§ **Stated goal**: Select every line in the entries below that contains the word "tree", and copy each one out.

===============

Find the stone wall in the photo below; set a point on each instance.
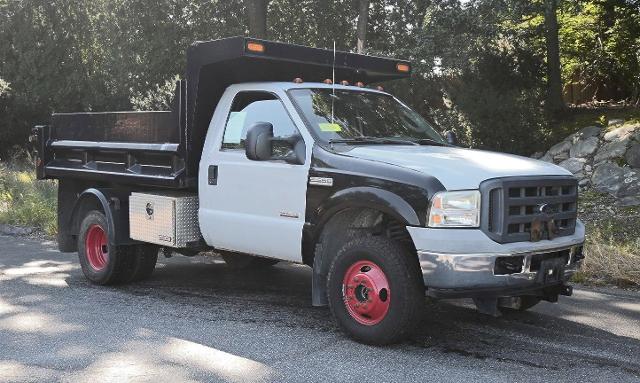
(603, 159)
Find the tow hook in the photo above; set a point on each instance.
(566, 290)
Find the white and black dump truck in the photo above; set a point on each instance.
(277, 152)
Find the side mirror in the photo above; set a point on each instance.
(452, 138)
(260, 145)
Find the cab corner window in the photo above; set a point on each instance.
(249, 108)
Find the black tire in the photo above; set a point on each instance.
(146, 257)
(406, 289)
(528, 301)
(119, 264)
(237, 261)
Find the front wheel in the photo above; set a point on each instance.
(375, 290)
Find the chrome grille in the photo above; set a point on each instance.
(514, 207)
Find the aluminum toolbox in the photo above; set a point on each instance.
(164, 218)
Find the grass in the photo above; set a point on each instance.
(613, 242)
(576, 118)
(25, 201)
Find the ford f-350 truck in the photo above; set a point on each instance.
(277, 152)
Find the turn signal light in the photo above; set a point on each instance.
(402, 67)
(255, 47)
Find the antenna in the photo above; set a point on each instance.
(333, 83)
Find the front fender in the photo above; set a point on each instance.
(372, 198)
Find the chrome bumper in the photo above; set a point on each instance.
(477, 271)
(463, 262)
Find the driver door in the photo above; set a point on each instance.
(254, 207)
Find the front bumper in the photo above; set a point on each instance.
(462, 262)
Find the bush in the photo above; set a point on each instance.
(26, 201)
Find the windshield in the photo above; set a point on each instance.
(346, 116)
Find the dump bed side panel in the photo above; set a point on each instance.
(142, 127)
(131, 148)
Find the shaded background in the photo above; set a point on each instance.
(506, 75)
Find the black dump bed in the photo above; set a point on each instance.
(163, 148)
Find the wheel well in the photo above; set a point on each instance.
(341, 228)
(85, 204)
(356, 219)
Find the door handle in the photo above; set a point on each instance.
(213, 175)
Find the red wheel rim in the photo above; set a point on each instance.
(366, 293)
(96, 247)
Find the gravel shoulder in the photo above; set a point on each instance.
(195, 320)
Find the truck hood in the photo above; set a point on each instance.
(457, 168)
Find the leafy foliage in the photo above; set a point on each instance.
(479, 65)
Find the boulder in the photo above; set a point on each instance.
(615, 149)
(584, 133)
(574, 165)
(608, 178)
(633, 156)
(630, 185)
(561, 147)
(584, 148)
(615, 121)
(560, 157)
(621, 133)
(546, 158)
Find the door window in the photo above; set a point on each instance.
(251, 107)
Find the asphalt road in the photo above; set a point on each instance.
(196, 320)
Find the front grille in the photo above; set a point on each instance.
(529, 208)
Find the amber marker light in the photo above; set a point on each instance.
(403, 67)
(255, 47)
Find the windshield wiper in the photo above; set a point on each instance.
(372, 140)
(429, 141)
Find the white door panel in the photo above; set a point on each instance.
(255, 207)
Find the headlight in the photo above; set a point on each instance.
(455, 209)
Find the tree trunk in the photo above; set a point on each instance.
(257, 12)
(363, 16)
(554, 103)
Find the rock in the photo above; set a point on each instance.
(584, 148)
(560, 157)
(607, 178)
(574, 165)
(633, 156)
(584, 133)
(546, 158)
(15, 230)
(629, 201)
(561, 147)
(611, 150)
(615, 121)
(630, 186)
(621, 133)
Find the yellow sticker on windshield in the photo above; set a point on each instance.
(327, 127)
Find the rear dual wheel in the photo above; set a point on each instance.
(375, 290)
(104, 263)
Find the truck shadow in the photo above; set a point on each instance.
(280, 296)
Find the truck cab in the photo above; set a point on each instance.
(266, 158)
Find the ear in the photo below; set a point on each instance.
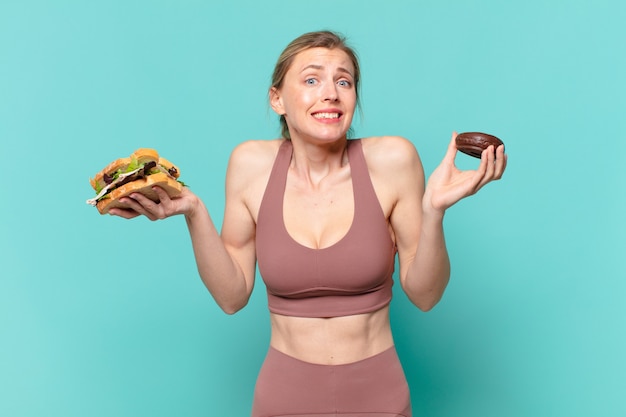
(276, 101)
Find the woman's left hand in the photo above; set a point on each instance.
(447, 184)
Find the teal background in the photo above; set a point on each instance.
(105, 317)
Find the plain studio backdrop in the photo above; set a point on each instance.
(105, 317)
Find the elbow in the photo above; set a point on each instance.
(425, 300)
(232, 307)
(426, 306)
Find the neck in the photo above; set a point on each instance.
(314, 162)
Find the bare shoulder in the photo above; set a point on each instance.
(390, 154)
(254, 154)
(395, 168)
(248, 172)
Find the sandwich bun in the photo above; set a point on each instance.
(139, 173)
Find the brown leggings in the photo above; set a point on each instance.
(373, 387)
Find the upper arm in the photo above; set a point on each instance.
(243, 188)
(402, 175)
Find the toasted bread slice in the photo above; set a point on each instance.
(144, 186)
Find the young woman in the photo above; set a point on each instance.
(324, 216)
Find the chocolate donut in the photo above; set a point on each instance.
(474, 143)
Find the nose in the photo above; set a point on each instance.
(330, 92)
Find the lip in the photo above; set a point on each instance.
(329, 110)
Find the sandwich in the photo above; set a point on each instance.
(138, 173)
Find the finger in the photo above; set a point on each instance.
(141, 204)
(452, 150)
(501, 161)
(124, 213)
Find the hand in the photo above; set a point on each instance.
(447, 184)
(139, 205)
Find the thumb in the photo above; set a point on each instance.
(451, 152)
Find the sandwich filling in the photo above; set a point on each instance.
(133, 172)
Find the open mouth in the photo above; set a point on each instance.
(327, 115)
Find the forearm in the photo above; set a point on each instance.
(219, 272)
(428, 274)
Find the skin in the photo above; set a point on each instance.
(318, 208)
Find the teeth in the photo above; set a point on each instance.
(326, 115)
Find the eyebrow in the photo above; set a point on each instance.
(320, 67)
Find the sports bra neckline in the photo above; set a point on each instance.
(346, 235)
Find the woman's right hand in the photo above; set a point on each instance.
(186, 203)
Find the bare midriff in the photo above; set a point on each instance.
(332, 341)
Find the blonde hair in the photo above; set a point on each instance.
(319, 39)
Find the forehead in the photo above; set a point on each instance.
(322, 57)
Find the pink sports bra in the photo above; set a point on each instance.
(353, 276)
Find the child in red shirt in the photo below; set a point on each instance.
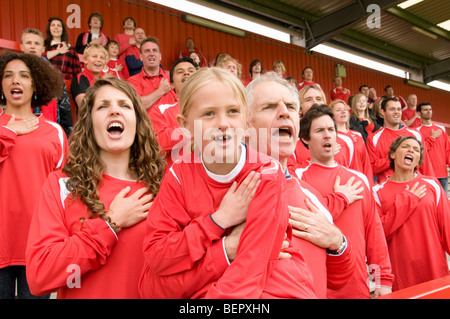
(186, 249)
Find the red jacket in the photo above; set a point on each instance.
(360, 223)
(25, 162)
(61, 250)
(183, 247)
(332, 271)
(426, 220)
(378, 146)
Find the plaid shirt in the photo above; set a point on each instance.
(68, 63)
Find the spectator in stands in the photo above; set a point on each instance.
(196, 58)
(279, 68)
(190, 46)
(229, 63)
(376, 111)
(413, 206)
(95, 57)
(436, 142)
(359, 221)
(410, 115)
(163, 118)
(339, 92)
(310, 95)
(90, 214)
(152, 84)
(378, 144)
(126, 39)
(31, 148)
(255, 69)
(307, 75)
(59, 51)
(389, 90)
(371, 98)
(62, 55)
(58, 110)
(364, 89)
(313, 229)
(115, 64)
(199, 201)
(292, 81)
(360, 120)
(372, 95)
(133, 53)
(92, 36)
(344, 151)
(361, 160)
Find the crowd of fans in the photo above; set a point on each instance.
(120, 184)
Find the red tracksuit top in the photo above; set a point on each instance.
(438, 148)
(417, 229)
(361, 159)
(61, 248)
(25, 162)
(183, 247)
(360, 223)
(332, 271)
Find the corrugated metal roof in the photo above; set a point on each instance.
(409, 36)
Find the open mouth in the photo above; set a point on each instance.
(222, 138)
(16, 93)
(328, 146)
(408, 159)
(115, 129)
(283, 133)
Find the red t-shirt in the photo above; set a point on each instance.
(360, 223)
(60, 246)
(25, 162)
(183, 247)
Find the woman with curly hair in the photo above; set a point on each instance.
(413, 206)
(58, 50)
(31, 147)
(87, 233)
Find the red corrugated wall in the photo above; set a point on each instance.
(167, 25)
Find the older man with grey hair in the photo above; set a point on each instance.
(274, 127)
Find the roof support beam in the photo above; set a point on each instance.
(436, 70)
(419, 22)
(326, 27)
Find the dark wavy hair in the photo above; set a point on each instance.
(47, 81)
(84, 165)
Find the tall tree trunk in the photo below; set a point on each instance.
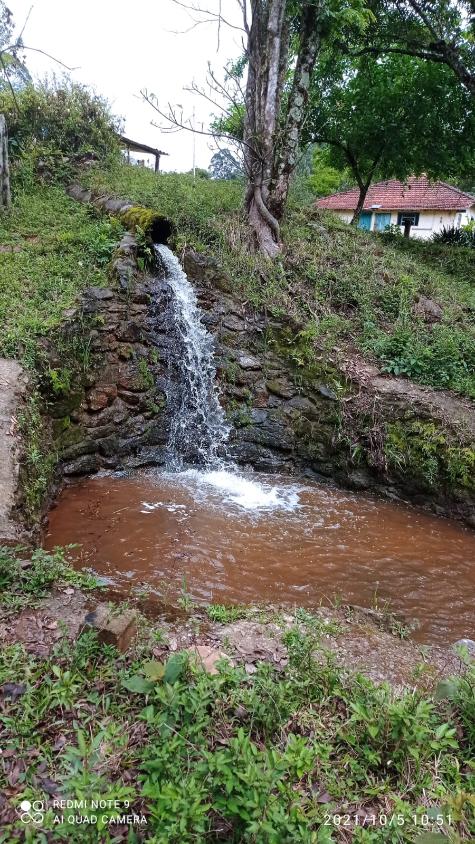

===============

§ **Completed exercise**:
Find the tree trunk in the photo above; set a point on each instance.
Find the tall tree trunk in the photo below; set a point on each instance.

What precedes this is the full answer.